→ **Your assignment**: Below are the records; copy each line in which "fence" can be found.

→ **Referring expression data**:
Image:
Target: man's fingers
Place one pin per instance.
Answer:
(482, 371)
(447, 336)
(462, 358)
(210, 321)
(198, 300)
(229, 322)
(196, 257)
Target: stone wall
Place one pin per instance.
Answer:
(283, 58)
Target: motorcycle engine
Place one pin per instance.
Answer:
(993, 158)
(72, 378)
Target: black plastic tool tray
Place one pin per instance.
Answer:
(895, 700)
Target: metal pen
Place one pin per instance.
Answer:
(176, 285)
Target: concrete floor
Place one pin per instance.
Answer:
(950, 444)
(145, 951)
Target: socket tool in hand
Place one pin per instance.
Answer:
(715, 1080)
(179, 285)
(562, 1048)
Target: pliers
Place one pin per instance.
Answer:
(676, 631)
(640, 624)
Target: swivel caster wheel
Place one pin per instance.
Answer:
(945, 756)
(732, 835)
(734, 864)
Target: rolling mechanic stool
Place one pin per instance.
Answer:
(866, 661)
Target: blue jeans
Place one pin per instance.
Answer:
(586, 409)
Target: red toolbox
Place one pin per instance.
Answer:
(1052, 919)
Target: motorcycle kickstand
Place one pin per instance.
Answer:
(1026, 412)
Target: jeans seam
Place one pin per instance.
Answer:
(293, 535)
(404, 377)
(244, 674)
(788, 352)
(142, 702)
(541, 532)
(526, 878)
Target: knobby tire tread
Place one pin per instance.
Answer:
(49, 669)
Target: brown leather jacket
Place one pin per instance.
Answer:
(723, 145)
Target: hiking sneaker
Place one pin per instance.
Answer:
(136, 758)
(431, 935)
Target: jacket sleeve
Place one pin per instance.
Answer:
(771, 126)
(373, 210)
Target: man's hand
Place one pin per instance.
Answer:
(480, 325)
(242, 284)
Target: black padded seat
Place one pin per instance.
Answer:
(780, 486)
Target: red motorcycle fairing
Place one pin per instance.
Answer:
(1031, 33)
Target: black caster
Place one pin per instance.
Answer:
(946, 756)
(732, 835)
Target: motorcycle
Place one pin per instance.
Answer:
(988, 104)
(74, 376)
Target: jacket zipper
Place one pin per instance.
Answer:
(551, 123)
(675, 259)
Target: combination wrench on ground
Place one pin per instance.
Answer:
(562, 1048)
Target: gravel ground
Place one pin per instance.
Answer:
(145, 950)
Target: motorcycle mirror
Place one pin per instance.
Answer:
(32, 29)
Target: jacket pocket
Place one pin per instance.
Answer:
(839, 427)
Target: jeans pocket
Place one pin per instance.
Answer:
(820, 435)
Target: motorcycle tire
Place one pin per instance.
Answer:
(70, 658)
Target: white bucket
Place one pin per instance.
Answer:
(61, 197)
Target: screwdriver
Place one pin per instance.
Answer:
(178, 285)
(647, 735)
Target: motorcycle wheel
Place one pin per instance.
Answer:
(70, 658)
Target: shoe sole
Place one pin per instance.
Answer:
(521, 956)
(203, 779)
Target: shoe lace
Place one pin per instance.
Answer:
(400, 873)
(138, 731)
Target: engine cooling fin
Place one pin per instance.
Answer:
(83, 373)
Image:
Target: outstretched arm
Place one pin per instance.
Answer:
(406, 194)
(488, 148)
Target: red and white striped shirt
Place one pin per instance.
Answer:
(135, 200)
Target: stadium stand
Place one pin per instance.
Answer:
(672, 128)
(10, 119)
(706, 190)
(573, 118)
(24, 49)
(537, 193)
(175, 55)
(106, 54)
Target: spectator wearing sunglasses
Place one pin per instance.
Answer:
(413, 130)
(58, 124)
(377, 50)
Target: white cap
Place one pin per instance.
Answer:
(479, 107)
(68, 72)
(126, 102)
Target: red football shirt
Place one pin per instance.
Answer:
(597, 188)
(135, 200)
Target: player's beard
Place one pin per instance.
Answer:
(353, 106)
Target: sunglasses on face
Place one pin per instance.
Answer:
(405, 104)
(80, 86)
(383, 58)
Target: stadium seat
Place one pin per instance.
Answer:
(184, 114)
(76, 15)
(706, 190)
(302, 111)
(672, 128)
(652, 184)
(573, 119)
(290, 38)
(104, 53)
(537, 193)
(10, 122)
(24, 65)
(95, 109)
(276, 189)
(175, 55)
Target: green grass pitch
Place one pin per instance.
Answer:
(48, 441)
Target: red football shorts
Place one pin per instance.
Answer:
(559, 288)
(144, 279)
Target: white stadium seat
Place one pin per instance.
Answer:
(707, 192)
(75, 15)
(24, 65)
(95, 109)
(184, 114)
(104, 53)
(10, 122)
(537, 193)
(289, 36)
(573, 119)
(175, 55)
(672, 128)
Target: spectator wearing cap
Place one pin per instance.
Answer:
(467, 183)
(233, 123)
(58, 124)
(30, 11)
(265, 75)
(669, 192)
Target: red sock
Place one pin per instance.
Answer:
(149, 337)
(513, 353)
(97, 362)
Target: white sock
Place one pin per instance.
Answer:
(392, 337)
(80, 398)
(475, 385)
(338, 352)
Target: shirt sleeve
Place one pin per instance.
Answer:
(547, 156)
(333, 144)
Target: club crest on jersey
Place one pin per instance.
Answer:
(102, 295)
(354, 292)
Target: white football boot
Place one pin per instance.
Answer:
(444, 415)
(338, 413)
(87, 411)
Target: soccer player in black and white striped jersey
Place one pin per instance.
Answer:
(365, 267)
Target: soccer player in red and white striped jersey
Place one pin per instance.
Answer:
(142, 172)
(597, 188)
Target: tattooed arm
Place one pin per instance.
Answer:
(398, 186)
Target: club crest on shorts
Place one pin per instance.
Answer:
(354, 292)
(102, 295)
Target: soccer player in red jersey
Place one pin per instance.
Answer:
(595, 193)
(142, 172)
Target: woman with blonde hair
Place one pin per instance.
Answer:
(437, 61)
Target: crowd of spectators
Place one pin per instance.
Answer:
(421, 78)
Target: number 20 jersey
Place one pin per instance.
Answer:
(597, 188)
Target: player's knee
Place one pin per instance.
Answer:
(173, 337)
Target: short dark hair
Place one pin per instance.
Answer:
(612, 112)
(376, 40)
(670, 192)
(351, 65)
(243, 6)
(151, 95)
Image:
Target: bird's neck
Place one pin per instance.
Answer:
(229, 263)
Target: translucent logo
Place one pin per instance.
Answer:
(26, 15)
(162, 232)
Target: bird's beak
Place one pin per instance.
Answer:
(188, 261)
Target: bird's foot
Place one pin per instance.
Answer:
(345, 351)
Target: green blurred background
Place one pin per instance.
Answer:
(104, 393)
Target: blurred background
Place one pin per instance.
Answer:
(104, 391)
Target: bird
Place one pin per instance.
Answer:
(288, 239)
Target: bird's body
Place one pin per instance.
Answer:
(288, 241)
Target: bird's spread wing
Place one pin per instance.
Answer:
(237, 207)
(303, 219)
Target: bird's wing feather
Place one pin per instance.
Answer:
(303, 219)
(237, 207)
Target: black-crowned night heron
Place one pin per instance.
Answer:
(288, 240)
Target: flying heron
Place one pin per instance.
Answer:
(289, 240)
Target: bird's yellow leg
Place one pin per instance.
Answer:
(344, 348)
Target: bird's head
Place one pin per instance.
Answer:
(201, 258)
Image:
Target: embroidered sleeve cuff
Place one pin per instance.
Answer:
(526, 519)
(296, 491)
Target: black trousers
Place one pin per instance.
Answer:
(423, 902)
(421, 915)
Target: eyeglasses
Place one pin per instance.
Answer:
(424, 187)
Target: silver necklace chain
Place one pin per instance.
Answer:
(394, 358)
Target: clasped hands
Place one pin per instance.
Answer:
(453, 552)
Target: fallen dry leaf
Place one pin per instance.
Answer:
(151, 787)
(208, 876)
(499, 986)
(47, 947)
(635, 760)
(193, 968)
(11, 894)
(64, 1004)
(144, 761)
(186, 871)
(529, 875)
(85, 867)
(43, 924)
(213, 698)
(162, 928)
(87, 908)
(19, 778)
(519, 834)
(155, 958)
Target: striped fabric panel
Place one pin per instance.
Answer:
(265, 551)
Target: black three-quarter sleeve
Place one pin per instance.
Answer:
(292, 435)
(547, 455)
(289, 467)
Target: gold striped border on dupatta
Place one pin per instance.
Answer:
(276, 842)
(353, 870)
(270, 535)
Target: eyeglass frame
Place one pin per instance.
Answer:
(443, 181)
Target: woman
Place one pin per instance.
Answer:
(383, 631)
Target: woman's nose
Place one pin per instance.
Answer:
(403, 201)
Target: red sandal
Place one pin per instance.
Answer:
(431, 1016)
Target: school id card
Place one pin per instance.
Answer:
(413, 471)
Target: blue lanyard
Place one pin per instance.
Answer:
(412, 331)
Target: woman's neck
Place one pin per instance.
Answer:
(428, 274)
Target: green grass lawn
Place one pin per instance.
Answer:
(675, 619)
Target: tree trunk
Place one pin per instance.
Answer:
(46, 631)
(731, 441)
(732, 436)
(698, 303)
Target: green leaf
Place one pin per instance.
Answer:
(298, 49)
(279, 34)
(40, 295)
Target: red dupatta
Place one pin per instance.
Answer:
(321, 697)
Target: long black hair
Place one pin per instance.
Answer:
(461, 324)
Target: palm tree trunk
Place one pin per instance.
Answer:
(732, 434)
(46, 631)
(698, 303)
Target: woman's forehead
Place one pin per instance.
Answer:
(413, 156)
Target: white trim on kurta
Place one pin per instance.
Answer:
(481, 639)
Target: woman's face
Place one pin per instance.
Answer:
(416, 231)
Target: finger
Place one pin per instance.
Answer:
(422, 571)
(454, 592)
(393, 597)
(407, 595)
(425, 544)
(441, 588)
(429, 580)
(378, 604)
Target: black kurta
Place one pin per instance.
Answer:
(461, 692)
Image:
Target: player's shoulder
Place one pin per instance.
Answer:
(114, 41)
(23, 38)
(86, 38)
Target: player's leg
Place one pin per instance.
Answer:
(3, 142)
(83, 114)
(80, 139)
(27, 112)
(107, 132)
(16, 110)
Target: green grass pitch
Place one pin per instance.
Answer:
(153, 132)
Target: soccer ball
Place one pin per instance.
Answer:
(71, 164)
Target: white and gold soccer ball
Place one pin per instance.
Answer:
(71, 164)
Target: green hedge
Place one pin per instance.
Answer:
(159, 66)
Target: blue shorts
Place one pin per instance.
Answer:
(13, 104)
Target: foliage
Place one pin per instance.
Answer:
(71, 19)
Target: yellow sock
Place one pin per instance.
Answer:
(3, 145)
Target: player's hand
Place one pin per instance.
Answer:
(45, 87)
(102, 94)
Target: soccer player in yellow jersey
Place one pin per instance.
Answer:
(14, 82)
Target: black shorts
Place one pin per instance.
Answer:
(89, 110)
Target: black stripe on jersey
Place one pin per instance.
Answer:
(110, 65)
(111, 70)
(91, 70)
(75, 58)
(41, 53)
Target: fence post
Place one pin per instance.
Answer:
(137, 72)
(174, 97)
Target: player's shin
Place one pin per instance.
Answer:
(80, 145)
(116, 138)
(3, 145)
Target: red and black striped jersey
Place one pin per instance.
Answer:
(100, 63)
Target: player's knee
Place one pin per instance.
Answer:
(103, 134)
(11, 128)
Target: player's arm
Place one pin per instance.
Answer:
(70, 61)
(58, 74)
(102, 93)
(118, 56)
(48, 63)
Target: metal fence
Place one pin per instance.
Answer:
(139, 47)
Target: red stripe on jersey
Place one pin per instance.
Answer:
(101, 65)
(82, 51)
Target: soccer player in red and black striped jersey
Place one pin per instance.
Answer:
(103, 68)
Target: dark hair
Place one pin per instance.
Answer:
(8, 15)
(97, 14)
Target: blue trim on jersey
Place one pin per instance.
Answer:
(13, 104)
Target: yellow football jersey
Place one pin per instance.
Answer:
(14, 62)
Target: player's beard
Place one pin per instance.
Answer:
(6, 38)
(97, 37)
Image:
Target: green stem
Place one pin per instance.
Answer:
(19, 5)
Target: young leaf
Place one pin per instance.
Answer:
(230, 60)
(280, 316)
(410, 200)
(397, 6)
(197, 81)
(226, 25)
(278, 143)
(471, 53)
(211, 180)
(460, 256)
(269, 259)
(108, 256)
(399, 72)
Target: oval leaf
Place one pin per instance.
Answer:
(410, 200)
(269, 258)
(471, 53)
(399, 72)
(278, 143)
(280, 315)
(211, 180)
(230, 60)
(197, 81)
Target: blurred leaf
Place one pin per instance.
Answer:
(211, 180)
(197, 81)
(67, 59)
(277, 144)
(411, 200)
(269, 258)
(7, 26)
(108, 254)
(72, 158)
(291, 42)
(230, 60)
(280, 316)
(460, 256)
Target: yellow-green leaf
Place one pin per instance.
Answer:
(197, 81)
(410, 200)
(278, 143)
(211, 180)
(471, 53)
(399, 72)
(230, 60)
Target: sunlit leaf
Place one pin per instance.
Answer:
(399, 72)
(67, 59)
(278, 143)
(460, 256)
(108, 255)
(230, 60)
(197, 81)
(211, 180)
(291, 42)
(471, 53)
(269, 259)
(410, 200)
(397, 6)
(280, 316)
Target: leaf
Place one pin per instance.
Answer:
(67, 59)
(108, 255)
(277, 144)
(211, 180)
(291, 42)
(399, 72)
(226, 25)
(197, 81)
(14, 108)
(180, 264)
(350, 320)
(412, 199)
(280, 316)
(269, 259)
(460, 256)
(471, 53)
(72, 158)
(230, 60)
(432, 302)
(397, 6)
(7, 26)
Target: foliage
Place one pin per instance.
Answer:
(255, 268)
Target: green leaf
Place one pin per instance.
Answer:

→ **Output for this exercise**:
Target: fence post
Target: metal fence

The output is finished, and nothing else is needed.